* **To do**:
A: List each piece of handwork that the essay on what AI can't replace says the writer did personally.
B: Please answer these questions using the essay on what AI can't replace.
(i) Whose place did the writer visit earlier last month?
(ii) By what year does the essay say the effect will appear in clinical data?
(iii) In which city was the bread-kneading workshop?
C: Carry on the essay about what AI can't replace, starting after its last sentence.
Passage for review: Begin
AI is already replacing large parts of your work. It is replacing large parts of your reading, your writing, your thinking, your friendships, even your therapy. Despite this, the more I speak with my relatives, I get reminded there are things AI can't replace. Here are a few worth thinking about:
1. The memory (sort of) of being held by another being before you realised
Earlier last month, we were at my wife's friend's place. They just had a baby girl. Looking at the new life, I got thinking. Before language, before name, before identity, you were held. Your mother, your dadi, your nani, an aunt, a father, somebody held you. You can just have the thought because it's not a memory you can recall. It sits underneath everything. A child in the future who goes through these experiences from a chatbot (in some capacity) will be a different kind of adult. By 2035 we will start to see this in clinical data.
2. The work your hands have done
I kneaded bread once at a workshop in Mumbai. I started a small home garden in 2016 and then again in 2019. I painted the rails of house staircase with my father one weekend when I was in the 5th standard. My mother had made me a sweater once. I folded thekuas with my mausis. I fixed my bicycle once when I was thirteen. This handwork is beyond nostalgia. I genuinely believe that people who have done the unpaid handwork move through the world with steadiness others find difficult. An AI model can't give you that because it has no hands. They know things can be repaired. The AI-savvy generation has begun to outsource everything. They cannot tie a good knot. They cannot stitch a button. They cannot cook one dish from scratch. In the next five years, this will be the most common form of helplessness.
Passage for review: End
Provided records: Begin
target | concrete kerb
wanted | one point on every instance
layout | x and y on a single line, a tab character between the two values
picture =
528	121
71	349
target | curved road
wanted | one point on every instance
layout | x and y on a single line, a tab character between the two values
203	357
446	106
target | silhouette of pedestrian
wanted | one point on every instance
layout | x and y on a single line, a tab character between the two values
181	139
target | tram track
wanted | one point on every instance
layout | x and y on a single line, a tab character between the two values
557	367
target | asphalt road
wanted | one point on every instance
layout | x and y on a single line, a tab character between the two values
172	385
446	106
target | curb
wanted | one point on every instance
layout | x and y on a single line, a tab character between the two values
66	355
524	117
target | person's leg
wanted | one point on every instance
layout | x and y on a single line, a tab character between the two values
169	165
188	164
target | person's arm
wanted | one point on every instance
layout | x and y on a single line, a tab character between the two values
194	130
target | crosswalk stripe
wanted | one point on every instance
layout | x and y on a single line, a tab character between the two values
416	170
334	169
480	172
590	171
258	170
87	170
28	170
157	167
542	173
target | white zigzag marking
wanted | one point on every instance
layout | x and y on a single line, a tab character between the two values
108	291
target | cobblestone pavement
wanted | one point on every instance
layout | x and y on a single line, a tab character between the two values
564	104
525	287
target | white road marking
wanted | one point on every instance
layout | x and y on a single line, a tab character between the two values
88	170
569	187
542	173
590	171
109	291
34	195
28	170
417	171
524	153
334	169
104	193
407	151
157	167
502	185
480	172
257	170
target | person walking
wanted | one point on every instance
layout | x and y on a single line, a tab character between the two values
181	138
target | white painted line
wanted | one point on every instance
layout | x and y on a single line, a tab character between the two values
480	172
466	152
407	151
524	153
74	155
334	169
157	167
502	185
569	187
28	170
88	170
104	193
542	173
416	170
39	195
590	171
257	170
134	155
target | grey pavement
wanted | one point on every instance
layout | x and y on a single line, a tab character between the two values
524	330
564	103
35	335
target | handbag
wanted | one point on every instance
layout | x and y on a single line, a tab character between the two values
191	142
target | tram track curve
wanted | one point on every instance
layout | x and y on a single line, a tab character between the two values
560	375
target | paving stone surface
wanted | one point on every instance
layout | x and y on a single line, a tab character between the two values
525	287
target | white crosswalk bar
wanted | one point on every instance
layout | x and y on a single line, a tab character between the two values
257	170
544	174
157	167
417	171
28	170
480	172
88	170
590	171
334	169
Provided records: End
* **Responses by item number**:
A:
- Kneaded bread at a workshop in Mumbai
- Started a small home garden in 2016 and again in 2019
- Painted the rails of the house staircase with their father one weekend in the 5th standard
- Folded thekuas with their mausis
- Fixed their bicycle at thirteen

B:
(i) The writer's wife's friend's place.
(ii) 2035.
(iii) Mumbai.

C:
3. The sound of your mother tongue
Ae bhai…Kiree? Khabar kheyechis, baba? My parents call be 'bhai.' My elder sister called me 'bhai' which is bengali for brother and my parents picked that up and became my nickname. She still does that when I call her every other day after work.
When you share something personal with an AI model of your choice - a bad day at work, how to deal with your boss, a suggestion to deal with your spouse, some advice on relationship, or even just how you're feeling - you ultimately get clean English. That response doesn't have any roughness. It doesn't have the background noise of the small town, the kitchen hustle bustle, or the tiring exhaustion from the day gone by.
We're losing that slowly. We're losing that the way we lose a friend when we stop calling them. I already crave speaking more Bengali, or in other languages with folks around me. That continuous Hindi mix at work, sending non-Bengali speaking friends voice notes in Bengali are little deliberate windows to take an actual break from digital. Do that more often. It'll keep the inner you warm.
4. The death of someone you loved
This is the hardest one. I was very close to my maternal uncle growing up. He was a big time techie for his time (90s) and I was about eight or ten years old when I discovered his tech magazines. Back then CHIP and Digit magazines were popular in India. I vividly remember him telling me back then that I should eventually pursue a job in Web Designing. Every day when he used to leave for work, I'd sit beside him so he could feed me food from his plate. It used to be the most fun part of my day.
He passed away in 2020 to COVID-19. I couldn't be there. I sank when my mom told me. I still miss him and remember the moments I shared with him. I wish he was around and I'd make him read my blogs or show him the stuff I build.
Anyway, death is the ultimate grounding. The cremation ground, coming back to the house being empty without them, the shraadh meal that follows the small last gestures. People who have been through that experience without checking their phone are different. People who truly lived through those moments by sitting with the body, lighting the diya or lamp every few hours, and going through the agony of having essential energy-providing meal afterwards, are different.
AI models do not have death. They don't have grief. So while they can write a beautiful obituary in seconds and create a poster to put up in the newspaper, it cannot mourn. Any piece of advice you get from an AI model which hasn't experienced death, loss, or emotion of mourning, won't be able to give you real advice.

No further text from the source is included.